- YOUR GOAL: Return every line of the rows below that contains the string "cluster", treating uppercase and lowercase as different.

- RECORDS:

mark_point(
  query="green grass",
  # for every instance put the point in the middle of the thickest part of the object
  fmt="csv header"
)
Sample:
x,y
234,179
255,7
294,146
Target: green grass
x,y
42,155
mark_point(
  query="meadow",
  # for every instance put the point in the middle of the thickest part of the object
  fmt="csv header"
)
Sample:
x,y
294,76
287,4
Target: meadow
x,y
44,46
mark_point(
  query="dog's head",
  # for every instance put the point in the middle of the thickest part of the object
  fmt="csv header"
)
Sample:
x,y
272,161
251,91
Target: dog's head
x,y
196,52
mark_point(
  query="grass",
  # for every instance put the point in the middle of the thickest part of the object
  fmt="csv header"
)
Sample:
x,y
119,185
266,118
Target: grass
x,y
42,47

==

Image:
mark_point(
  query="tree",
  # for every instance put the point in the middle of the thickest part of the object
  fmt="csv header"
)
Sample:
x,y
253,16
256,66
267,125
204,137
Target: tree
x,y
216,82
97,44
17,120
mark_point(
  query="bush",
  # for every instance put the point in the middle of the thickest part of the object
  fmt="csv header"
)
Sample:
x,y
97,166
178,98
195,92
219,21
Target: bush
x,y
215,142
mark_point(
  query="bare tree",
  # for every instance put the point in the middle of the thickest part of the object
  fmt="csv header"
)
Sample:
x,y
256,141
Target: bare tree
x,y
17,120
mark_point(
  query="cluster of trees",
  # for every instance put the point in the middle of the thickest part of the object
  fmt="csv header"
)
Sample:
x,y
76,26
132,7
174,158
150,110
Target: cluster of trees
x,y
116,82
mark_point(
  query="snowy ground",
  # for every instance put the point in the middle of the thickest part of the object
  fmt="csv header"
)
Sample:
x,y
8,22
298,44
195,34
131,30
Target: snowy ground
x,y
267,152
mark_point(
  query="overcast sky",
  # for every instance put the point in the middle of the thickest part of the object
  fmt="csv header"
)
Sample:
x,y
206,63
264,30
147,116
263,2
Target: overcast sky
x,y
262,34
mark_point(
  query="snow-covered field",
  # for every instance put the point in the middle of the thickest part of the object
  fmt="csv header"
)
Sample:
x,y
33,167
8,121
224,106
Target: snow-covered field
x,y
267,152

- EXERCISE RESULT:
  query="cluster of trees",
Target: cluster of trees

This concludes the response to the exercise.